--- Source records Enclosed Below ---

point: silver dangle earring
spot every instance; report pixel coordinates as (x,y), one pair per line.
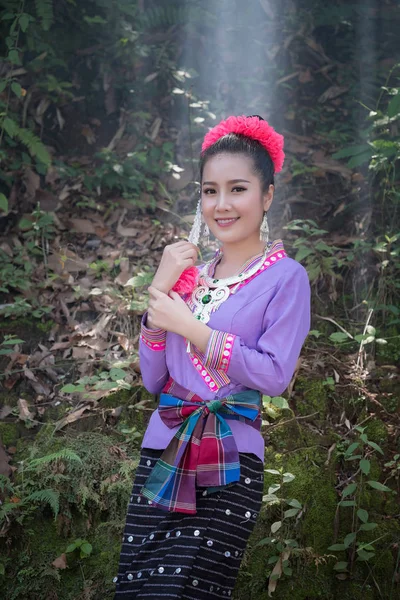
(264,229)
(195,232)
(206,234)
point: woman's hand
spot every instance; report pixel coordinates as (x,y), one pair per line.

--- End of Enclosed Source records ---
--- Source records Enclosed Below ---

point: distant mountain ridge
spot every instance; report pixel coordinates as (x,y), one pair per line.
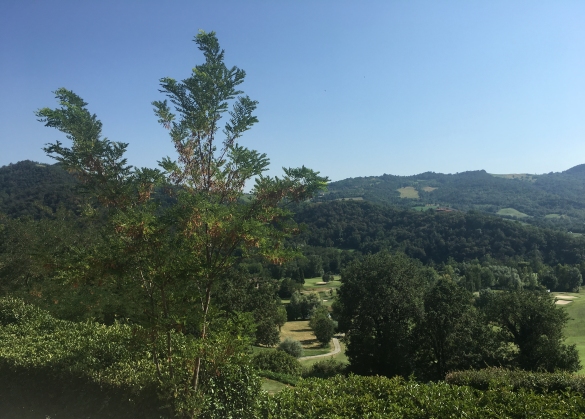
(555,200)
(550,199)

--- End of Enclosed Source records ---

Please return all lines above in which the string "point" is found.

**Task result:**
point: silver dangle earring
point: woman's hand
point: distant mountain ridge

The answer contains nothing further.